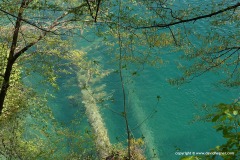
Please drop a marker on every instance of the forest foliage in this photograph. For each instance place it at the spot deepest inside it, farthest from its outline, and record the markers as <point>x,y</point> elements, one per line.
<point>38,36</point>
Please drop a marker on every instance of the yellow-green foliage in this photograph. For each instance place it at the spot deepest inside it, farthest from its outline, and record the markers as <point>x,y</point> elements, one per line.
<point>16,94</point>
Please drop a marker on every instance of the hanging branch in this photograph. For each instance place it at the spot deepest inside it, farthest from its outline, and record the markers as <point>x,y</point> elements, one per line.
<point>98,6</point>
<point>122,84</point>
<point>191,19</point>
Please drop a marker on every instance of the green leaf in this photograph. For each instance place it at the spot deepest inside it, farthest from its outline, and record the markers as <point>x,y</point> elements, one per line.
<point>215,118</point>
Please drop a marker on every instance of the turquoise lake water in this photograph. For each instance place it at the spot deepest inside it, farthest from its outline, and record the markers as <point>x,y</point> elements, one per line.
<point>170,126</point>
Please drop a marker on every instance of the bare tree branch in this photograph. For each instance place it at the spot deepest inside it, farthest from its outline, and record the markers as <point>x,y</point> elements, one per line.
<point>24,20</point>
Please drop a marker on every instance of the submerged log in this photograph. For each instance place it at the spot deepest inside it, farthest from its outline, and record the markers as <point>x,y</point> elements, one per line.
<point>94,117</point>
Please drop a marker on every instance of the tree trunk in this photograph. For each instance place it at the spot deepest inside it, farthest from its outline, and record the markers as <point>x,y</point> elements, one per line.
<point>11,58</point>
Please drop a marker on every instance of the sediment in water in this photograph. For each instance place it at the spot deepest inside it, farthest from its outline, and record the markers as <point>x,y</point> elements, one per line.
<point>94,116</point>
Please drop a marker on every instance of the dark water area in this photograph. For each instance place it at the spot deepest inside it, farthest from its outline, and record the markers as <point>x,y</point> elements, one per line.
<point>168,123</point>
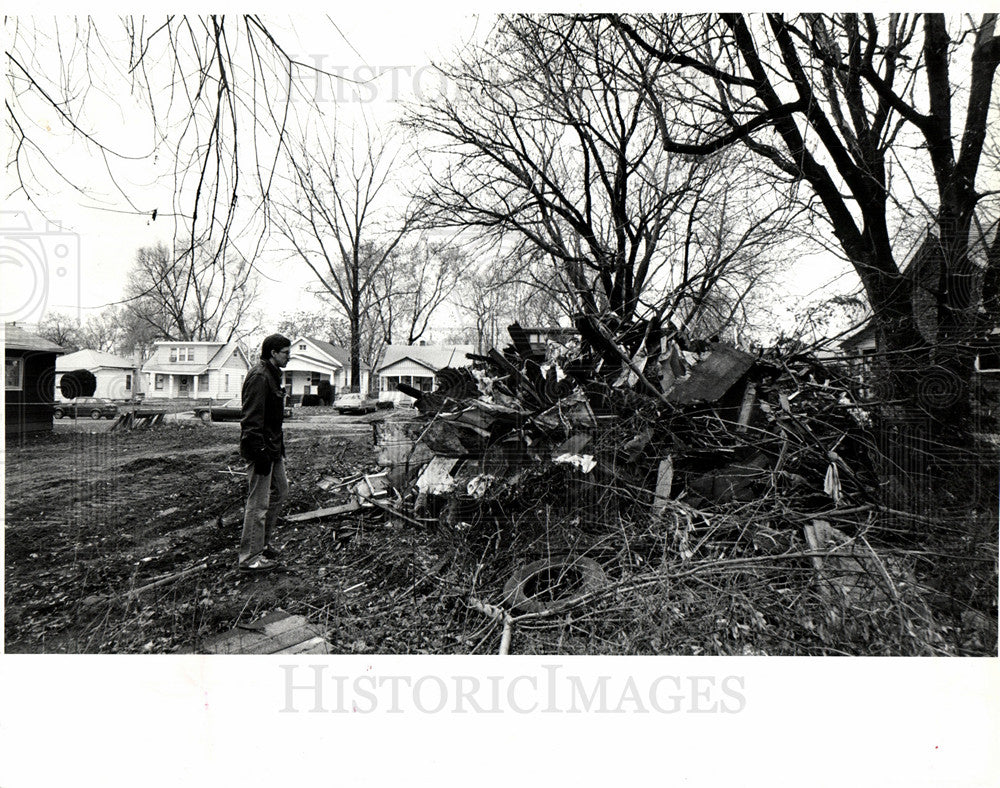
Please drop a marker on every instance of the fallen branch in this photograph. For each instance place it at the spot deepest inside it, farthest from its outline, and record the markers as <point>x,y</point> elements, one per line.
<point>497,614</point>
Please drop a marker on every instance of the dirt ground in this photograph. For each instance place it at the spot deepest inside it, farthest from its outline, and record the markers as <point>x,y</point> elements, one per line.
<point>92,515</point>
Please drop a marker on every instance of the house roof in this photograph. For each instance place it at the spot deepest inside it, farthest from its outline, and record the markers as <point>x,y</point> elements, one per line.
<point>160,360</point>
<point>434,357</point>
<point>340,354</point>
<point>92,359</point>
<point>16,338</point>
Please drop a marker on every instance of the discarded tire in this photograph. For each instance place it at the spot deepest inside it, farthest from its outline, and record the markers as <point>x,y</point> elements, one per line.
<point>552,584</point>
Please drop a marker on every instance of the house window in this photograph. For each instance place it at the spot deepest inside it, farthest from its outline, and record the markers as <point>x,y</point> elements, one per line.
<point>13,374</point>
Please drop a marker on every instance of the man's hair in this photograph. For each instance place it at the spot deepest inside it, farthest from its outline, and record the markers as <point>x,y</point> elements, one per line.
<point>272,343</point>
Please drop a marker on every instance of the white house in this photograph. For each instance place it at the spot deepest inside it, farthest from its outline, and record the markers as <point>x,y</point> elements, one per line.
<point>195,370</point>
<point>415,366</point>
<point>117,377</point>
<point>313,361</point>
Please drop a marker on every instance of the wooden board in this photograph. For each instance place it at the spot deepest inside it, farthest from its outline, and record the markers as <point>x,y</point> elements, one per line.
<point>276,633</point>
<point>712,377</point>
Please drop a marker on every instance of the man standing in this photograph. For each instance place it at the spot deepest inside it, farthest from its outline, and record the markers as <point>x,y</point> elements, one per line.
<point>262,444</point>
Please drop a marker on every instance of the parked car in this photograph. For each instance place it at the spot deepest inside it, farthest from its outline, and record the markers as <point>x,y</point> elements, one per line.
<point>94,407</point>
<point>230,410</point>
<point>355,403</point>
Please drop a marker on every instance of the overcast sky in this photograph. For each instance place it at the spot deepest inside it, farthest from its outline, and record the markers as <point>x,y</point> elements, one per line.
<point>102,231</point>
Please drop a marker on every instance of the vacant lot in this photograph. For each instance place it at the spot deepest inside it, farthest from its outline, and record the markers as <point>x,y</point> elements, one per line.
<point>93,515</point>
<point>126,543</point>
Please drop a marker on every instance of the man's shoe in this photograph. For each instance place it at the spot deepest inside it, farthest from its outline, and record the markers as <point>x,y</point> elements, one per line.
<point>258,565</point>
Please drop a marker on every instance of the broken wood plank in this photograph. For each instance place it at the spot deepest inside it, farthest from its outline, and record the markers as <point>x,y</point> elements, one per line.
<point>277,635</point>
<point>664,481</point>
<point>749,397</point>
<point>317,514</point>
<point>711,377</point>
<point>168,579</point>
<point>316,645</point>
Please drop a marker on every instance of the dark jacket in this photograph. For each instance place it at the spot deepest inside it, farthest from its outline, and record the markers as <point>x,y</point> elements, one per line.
<point>261,435</point>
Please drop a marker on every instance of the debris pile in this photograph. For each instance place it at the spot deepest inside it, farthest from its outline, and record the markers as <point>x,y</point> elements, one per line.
<point>582,431</point>
<point>573,479</point>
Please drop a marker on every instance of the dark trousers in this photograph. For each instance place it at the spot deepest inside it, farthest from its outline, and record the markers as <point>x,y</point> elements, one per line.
<point>267,494</point>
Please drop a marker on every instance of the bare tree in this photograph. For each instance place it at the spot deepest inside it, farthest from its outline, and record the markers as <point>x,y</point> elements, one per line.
<point>514,287</point>
<point>322,324</point>
<point>341,223</point>
<point>205,296</point>
<point>61,329</point>
<point>206,101</point>
<point>885,119</point>
<point>552,142</point>
<point>413,285</point>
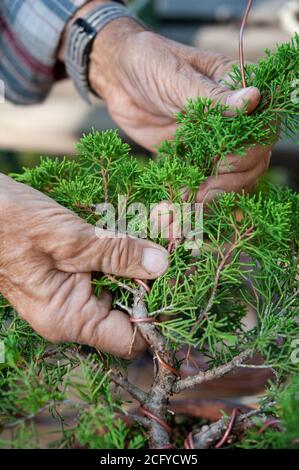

**WORK TO COMPLETE**
Please set down each of the rows above word for word, leaving the pictures out.

**SOLUTION FOR THIS PROBLEM**
Please drop a marker on every instance of the forest foliage in this photograph. For each instance place it at the spot deepest inside it, farthest from its outline, and record the markers as <point>x,y</point> elements, one per line.
<point>38,36</point>
Please drop a marker on every instance of the yellow-green foliage in this photograph. For each instance place it at the spot deepest inside it, farthest from its outline, and record the markers as <point>x,y</point> elements, one per line.
<point>16,94</point>
Please drop a marker on every instance of the hanging branch in this photograph. For each instance place it at the spot deepest inside it, farthest from its outline, and record the markers as <point>x,y</point> elements, one per line.
<point>98,6</point>
<point>122,84</point>
<point>191,19</point>
Please drop a marker on every instance of the green leaf in this photograph. For each instance place it at the spot deepest inside it, farthest from its outline, and record the markers as <point>x,y</point> elements, one per line.
<point>215,118</point>
Please drop a marker on every instance of the turquoise lake water in this photograph. For each instance place it at the spot deepest inside it, farthest from its outline, and record the markers as <point>x,y</point> elements, one per line.
<point>170,126</point>
Please drop a marker on every instance of the bare tree branch in this photograph. For each instance place it at the spot deepest inside it, farthest from its outline, and record the markers as <point>x,y</point> elements, one per line.
<point>24,20</point>
Please drop a marker on every instance of the submerged log in this photograph. For each instance place it at the spot deepest inside it, farthest from its outline, and record the markers as <point>x,y</point> elements, one per line.
<point>94,117</point>
Please drop a marker on every instance of the tree trunk in this photograph. For each instance place it at the spot deepest inside it, farthest from its outline, and record the markers as <point>x,y</point> elements, one per line.
<point>11,58</point>
Please drop a marker on every instance of the sediment in water in this photograph. For each instance place it at the spot deepest inside it, farthest from its outline, and record the markers as <point>x,y</point> elements, one per line.
<point>94,116</point>
Please drop a marker on every instance of the dark water area in this photograph. For each instance place it at the spot deepest inside it, farthest from its outline, and record the markers as <point>x,y</point> elements, one per line.
<point>168,123</point>
Please drop a marker on every instance of the fallen branch in this photograph. For each instance place it at the spot deepest inside it, farthest from its outline, and record the markers as <point>x,y</point> elements, one per line.
<point>497,614</point>
Please drop a marker on every instance of the dirt ground in this photograph. For each instance place it at the spot deepest inside it, farthest from its outline, and record the markers as <point>x,y</point> elements, one per line.
<point>92,515</point>
Please drop a marker on every instance of the house roof in this photograph. For each instance place it at the spot deepest inside it, farthest from its outline, and record the markers as <point>x,y</point> elements, one per line.
<point>160,360</point>
<point>434,357</point>
<point>340,354</point>
<point>92,359</point>
<point>16,338</point>
Please drop a marker on every instance of the discarded tire in this photograph. For each instance place it at the spot deepest inside it, farthest from its outline, and record the markers as <point>x,y</point> elements, one per line.
<point>552,584</point>
Please drop a marker on every instance of the house window in this photograph. For each instance place it at the spot deepest inside it, farthest from its outline, and record the markers as <point>x,y</point> elements, one per line.
<point>13,374</point>
Please drop a marker on every instance of the man's hair in this photograph. For each instance place it at the spot deepest inside it, farthest from its outline, and record the markers as <point>x,y</point> elements, one per line.
<point>272,343</point>
Please drop a marker on every instance of the white house in this photograph. For each instance place it at the spot deepest inside it, farthest from its outline, and record the markers as <point>x,y</point> elements, one per line.
<point>195,370</point>
<point>415,366</point>
<point>117,377</point>
<point>313,361</point>
Please drop a marker on every instance of the wooden board in this photograph. For each instance place it at the spot deepest inside it, farthest from its outline, and record the markers as <point>x,y</point> elements, one per line.
<point>276,633</point>
<point>712,377</point>
Please drop a marker on every instance of the man standing in this photograph. For each instance place it at the spot deepest inside it, farthest from its outline, and record the markers as <point>x,y</point> elements, one per line.
<point>262,444</point>
Please drop a marker on every instance of the parked car in this photograph. For each instance place it at the spot deepest inside it, farthest from its outline, and record the markers as <point>x,y</point> elements, one per line.
<point>94,407</point>
<point>230,410</point>
<point>355,403</point>
Please drop a marker on every instance of the overcast sky in this photograph. For each instance place it at the spot deepest inside it, farthest from its outline, and record the markers as <point>x,y</point> elements, one per line.
<point>102,231</point>
Please drop a marker on every instance of the vacant lot in this photograph. For each instance place it at the spot deepest inside it, farthest from its outline, and record the markers as <point>x,y</point> elements, one per line.
<point>93,515</point>
<point>126,543</point>
Please drop a marker on every instance of the man's shoe in this photograph. For each instance place it at the spot deepest inside it, farthest from its outline, and record the markers as <point>x,y</point> elements, one per line.
<point>258,565</point>
Please drop a marker on every instance of the broken wood plank in this photograph. For each instance place it at the spot deepest inside it, farthest from its outline, and record the markers as <point>x,y</point> elements, one per line.
<point>277,635</point>
<point>664,481</point>
<point>749,397</point>
<point>317,514</point>
<point>711,377</point>
<point>168,579</point>
<point>316,645</point>
Please drop a marker on every instance of the dark jacket in this photograph. For each instance place it at the spot deepest inside it, farthest from its outline, and record the markers as <point>x,y</point> elements, one per line.
<point>261,435</point>
Please drop a marker on every instance of the debris pile in this photograph. For each instance place it at the spot deepest inside it, farthest from its outline, and record the markers as <point>x,y</point> elements, one per line.
<point>582,431</point>
<point>573,479</point>
Please drop a marker on every instance of the dark trousers in this photograph. For each instance place it at the spot deepest inside it, farthest from its outline, and record the markers as <point>x,y</point> elements, one per line.
<point>267,494</point>
Please drop a marker on every instance of the bare tree in this photograph. For each instance place it at the spot deepest inside it, farthest from its outline, and record the markers as <point>x,y</point> elements, one per line.
<point>514,287</point>
<point>322,324</point>
<point>341,223</point>
<point>205,296</point>
<point>61,329</point>
<point>206,101</point>
<point>885,119</point>
<point>552,142</point>
<point>413,285</point>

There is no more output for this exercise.